• **THE REQUEST**:
Could you rewrite all the data below with "Results" replaced by "Points" everywhere, keeping everything else unchanged and leaving out the pictures?

• **SUPPLIED DATA**:
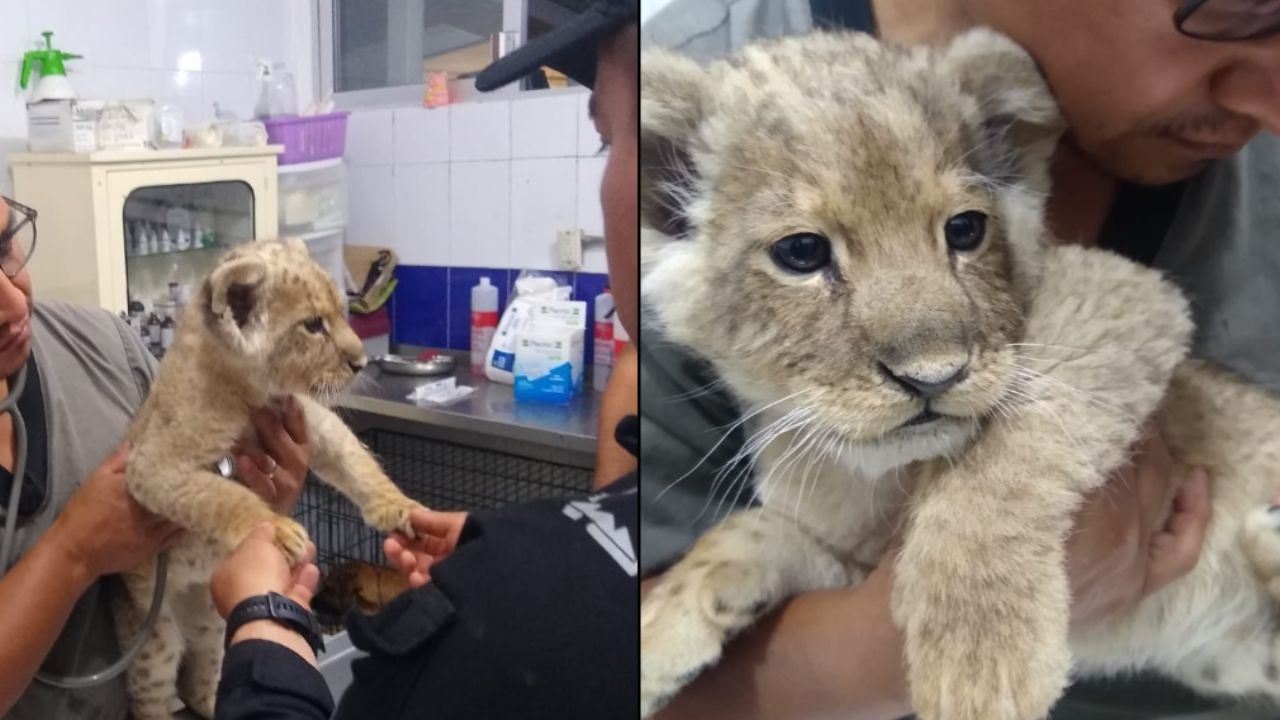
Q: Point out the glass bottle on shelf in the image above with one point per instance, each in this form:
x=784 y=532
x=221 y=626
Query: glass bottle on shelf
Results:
x=137 y=314
x=167 y=331
x=154 y=333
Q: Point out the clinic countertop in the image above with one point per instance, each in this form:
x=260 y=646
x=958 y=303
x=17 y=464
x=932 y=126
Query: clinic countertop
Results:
x=489 y=411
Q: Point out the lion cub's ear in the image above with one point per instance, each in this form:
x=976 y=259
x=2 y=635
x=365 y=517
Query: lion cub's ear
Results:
x=236 y=304
x=1019 y=114
x=672 y=96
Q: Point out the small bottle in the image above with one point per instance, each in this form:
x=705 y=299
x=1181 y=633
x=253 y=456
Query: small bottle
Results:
x=602 y=347
x=167 y=332
x=137 y=314
x=484 y=322
x=154 y=332
x=140 y=240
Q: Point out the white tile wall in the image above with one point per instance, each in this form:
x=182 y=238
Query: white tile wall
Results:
x=543 y=200
x=544 y=127
x=369 y=137
x=479 y=214
x=373 y=205
x=135 y=48
x=476 y=176
x=421 y=135
x=590 y=217
x=423 y=214
x=480 y=131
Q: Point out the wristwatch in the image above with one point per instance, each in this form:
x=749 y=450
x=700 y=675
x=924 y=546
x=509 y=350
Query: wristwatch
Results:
x=275 y=606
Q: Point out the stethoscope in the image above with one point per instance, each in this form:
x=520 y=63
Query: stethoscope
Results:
x=17 y=383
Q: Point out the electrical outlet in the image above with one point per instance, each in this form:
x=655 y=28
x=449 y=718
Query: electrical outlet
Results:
x=568 y=249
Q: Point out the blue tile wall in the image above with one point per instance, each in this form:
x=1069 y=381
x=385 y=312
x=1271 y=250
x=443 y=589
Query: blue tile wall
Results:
x=420 y=306
x=432 y=305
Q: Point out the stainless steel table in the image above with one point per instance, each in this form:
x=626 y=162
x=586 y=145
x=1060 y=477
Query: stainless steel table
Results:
x=489 y=418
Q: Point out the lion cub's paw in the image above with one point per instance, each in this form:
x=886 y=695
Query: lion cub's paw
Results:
x=391 y=514
x=291 y=538
x=677 y=641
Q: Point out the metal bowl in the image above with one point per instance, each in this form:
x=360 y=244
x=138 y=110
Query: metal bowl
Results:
x=400 y=365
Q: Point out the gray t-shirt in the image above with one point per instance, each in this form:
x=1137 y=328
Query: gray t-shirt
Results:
x=94 y=374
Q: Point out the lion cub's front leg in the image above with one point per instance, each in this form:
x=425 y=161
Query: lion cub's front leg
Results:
x=981 y=587
x=347 y=465
x=732 y=575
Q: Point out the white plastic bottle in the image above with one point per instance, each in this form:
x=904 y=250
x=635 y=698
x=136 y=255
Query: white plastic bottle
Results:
x=484 y=322
x=620 y=337
x=602 y=355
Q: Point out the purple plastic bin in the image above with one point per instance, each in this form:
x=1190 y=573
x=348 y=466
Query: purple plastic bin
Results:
x=316 y=137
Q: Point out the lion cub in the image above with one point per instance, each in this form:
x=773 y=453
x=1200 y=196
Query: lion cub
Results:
x=854 y=236
x=266 y=324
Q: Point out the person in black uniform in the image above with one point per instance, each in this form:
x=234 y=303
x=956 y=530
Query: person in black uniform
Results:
x=526 y=611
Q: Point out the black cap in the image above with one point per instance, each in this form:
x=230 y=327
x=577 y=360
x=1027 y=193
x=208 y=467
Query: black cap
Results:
x=570 y=49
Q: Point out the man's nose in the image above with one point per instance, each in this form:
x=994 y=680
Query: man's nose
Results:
x=13 y=301
x=1251 y=86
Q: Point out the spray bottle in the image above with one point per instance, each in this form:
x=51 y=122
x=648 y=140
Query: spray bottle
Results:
x=53 y=83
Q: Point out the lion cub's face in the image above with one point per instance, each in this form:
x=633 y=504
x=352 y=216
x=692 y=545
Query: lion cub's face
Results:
x=846 y=229
x=280 y=315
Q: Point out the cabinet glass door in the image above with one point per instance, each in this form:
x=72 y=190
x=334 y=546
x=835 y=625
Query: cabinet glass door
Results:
x=173 y=237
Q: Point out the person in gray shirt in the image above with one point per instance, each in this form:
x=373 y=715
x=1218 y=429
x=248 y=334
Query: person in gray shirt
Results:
x=87 y=373
x=1170 y=159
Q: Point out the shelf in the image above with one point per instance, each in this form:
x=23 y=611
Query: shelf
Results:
x=191 y=251
x=309 y=167
x=112 y=156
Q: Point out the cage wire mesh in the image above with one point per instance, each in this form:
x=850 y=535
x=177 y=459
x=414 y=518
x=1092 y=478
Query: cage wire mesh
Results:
x=440 y=475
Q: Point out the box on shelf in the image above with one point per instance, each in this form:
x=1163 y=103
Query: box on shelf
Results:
x=87 y=126
x=549 y=352
x=63 y=126
x=312 y=196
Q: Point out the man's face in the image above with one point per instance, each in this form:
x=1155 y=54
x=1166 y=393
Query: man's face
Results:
x=1143 y=101
x=616 y=112
x=14 y=310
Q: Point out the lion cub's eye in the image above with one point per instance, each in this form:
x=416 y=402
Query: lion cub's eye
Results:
x=965 y=231
x=801 y=253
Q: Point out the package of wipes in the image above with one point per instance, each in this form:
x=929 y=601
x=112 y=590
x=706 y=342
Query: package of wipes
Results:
x=549 y=352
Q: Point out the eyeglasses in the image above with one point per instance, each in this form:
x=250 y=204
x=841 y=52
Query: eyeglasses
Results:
x=17 y=241
x=1225 y=21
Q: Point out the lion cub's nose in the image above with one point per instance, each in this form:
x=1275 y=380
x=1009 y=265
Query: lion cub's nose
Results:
x=927 y=383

• **TASK OUTPUT**:
Q: Point out the glass bottle on shelf in the image above with one point per instance, each in this form:
x=784 y=532
x=221 y=626
Query: glass bottle on shelf
Points:
x=137 y=314
x=167 y=331
x=154 y=333
Q: Point out the clinic countertop in the image above with one point per instance, each in this form:
x=260 y=646
x=958 y=303
x=17 y=464
x=932 y=126
Query: clinic countertop
Points:
x=489 y=411
Q: Point out the lion cub's ear in the image above with one point per instance, each in this form:
x=976 y=259
x=2 y=635
x=365 y=517
Query: lion cub's ear
Points:
x=236 y=304
x=1019 y=114
x=672 y=96
Q: Point out the small bottle in the image above with one point per instance, each in this form:
x=705 y=299
x=1181 y=633
x=253 y=456
Query: small bottle
Points:
x=602 y=347
x=167 y=332
x=137 y=314
x=484 y=322
x=154 y=332
x=140 y=240
Q: Point out the white tile wall in the image above with one point per instance, each in this form:
x=182 y=238
Query: white tile wall
Points:
x=543 y=200
x=544 y=127
x=369 y=137
x=479 y=214
x=373 y=205
x=135 y=48
x=476 y=176
x=421 y=135
x=590 y=217
x=423 y=214
x=480 y=131
Q: Point out the wristwatch in the image above with one point per instance, each in this form:
x=749 y=450
x=700 y=675
x=924 y=546
x=509 y=350
Query: wristwatch
Points:
x=275 y=606
Q: Point out the stethoscope in the image above with one point per instance, each in this form:
x=520 y=63
Query: stethoscope
Points:
x=17 y=383
Q: Point out the electrical outlet in the image above with one point per instance, each in this form:
x=655 y=28
x=449 y=718
Query: electrical outlet
Points:
x=568 y=249
Q: Point out the blue tile wall in the image above with one point per instance, each in this form:
x=1069 y=381
x=385 y=312
x=1271 y=250
x=443 y=589
Query: blue tile wall
Points:
x=420 y=306
x=432 y=305
Q: Point out the stainless steel table in the image above with one point per instance, each in this form:
x=626 y=162
x=586 y=145
x=1060 y=477
Query: stainless steel table
Points:
x=489 y=418
Q: Point out the lion cub's paw in the image above with one point per instance, each in this form:
x=886 y=695
Query: lion cub's paw
Points:
x=391 y=514
x=291 y=538
x=677 y=641
Q: Point out the metal bowl in the image above with one point per instance, each in this form:
x=360 y=244
x=138 y=110
Query: metal bowl
Points:
x=400 y=365
Q: Point out the gray t-shirt in the image above with one point per instance, each in this form:
x=1137 y=328
Query: gray t-shirt
Points:
x=94 y=374
Q: Point out the lion cub's front leg in the image above with one point per instance, each in this form:
x=425 y=161
Query: lion cub's front leg
Points:
x=981 y=587
x=347 y=465
x=732 y=575
Q: Point out the white plastic bottle in the image above with one point per instance, each in this form:
x=904 y=250
x=635 y=698
x=136 y=255
Query: white plastic bottle
Points:
x=484 y=322
x=620 y=337
x=602 y=355
Q: Point out the purple plastic bin in the image above with one point per instance, each in this form:
x=1190 y=573
x=348 y=466
Query: purple plastic bin
Points:
x=316 y=137
Q: Point out the lion cub in the image above with one point per instance, each in this form:
x=773 y=453
x=1200 y=196
Query: lion cub
Points:
x=854 y=236
x=266 y=324
Q: Point out the person in black uniform in the image above with one point per instance, each in this form:
x=234 y=303
x=956 y=530
Query: person in black uniform
Points:
x=526 y=611
Q: Point out the black cap in the image above with one point per instance, each in this form:
x=230 y=327
x=577 y=360
x=1027 y=193
x=208 y=467
Query: black cap
Points:
x=570 y=49
Q: Point out the man's nose in the image above with one point per instance, each in this form:
x=994 y=680
Query: man's nose
Points:
x=13 y=301
x=1251 y=86
Q: Point out the spray bottle in the image above with one point per instance, each in this form:
x=51 y=122
x=648 y=140
Query: spray bottle
Points:
x=53 y=83
Q: Point out the lion cub's face in the image above with one point per instance, each in this form:
x=633 y=504
x=352 y=216
x=692 y=545
Query: lion cub's face
Points:
x=846 y=229
x=280 y=315
Q: Point out the cabinet glass door in the image above with one point per instance, each in this form:
x=72 y=190
x=334 y=546
x=835 y=625
Query: cabinet glass door
Points:
x=173 y=237
Q: Point out the person in gray shirt in the image above with one point per instance, each in this form:
x=373 y=715
x=1218 y=429
x=248 y=334
Query: person in gray shirt
Points:
x=87 y=373
x=1170 y=159
Q: Point out the shelf in the image above with one point per instance, each in this form:
x=23 y=611
Query: shelf
Points:
x=191 y=251
x=309 y=167
x=112 y=156
Q: Point out the cage wire mesh in the image above with one point per instance, each in this form:
x=850 y=535
x=177 y=459
x=414 y=518
x=1092 y=478
Query: cage wire mesh
Points:
x=440 y=475
Q: Point out the box on shelf in the image above with one point per instance, each in this form:
x=1163 y=103
Query: box on shelf
Points:
x=87 y=126
x=549 y=352
x=63 y=126
x=312 y=196
Q: Point out the man's face in the image above with one point per instance, each in this form:
x=1155 y=54
x=1166 y=393
Query: man's face
Points:
x=1143 y=101
x=616 y=112
x=14 y=310
Q: Point out the lion cub's eye in the image above with one point per instance, each in this form:
x=416 y=402
Query: lion cub's eye
Points:
x=965 y=231
x=801 y=253
Q: Point out the package of wipes in the image above with one point per instance, each in this form:
x=929 y=601
x=112 y=590
x=706 y=342
Query: package of wipes
Points:
x=549 y=352
Q: Point out the eyeglasses in the image above with one point per instance, each in this form:
x=250 y=204
x=841 y=52
Query: eyeglasses
Points:
x=17 y=241
x=1225 y=21
Q: Point out the lion cub's nose in the image above with one point per instance, each in this form:
x=1275 y=380
x=1009 y=265
Query: lion cub's nose
Points:
x=927 y=383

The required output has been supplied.